EXERCISE DESCRIPTION →
Could you restate the items starting at the line containing "Segment bus advertisement" and ending at the line containing "[501, 50, 760, 169]", swapping "bus advertisement" for "bus poster" and leaving everything else unchanged?

INPUT DATA →
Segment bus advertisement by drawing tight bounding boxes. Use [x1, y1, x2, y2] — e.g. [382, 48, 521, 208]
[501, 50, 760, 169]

--

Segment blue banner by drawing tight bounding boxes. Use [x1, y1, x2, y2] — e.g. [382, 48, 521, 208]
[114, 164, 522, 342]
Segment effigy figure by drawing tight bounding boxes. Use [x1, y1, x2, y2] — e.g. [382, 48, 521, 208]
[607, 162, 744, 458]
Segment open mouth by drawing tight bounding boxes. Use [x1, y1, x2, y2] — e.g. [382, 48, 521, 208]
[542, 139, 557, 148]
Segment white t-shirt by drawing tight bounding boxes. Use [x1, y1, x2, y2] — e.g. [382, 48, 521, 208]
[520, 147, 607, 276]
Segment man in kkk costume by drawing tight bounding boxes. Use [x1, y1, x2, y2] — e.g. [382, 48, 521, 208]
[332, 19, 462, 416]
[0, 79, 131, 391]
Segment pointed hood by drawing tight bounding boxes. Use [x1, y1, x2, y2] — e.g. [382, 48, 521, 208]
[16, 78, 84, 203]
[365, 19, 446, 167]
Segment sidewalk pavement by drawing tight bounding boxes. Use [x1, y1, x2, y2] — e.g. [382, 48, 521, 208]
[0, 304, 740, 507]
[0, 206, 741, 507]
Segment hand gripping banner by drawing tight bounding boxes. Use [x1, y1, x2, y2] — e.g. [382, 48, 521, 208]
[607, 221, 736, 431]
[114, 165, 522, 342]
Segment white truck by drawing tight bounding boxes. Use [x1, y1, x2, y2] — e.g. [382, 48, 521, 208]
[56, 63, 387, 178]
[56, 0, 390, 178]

WRITTEN ANSWER →
Segment bus poster by drawing tight bounding boxes. Use [x1, y1, x2, y2] — e.g. [382, 48, 521, 208]
[501, 50, 760, 169]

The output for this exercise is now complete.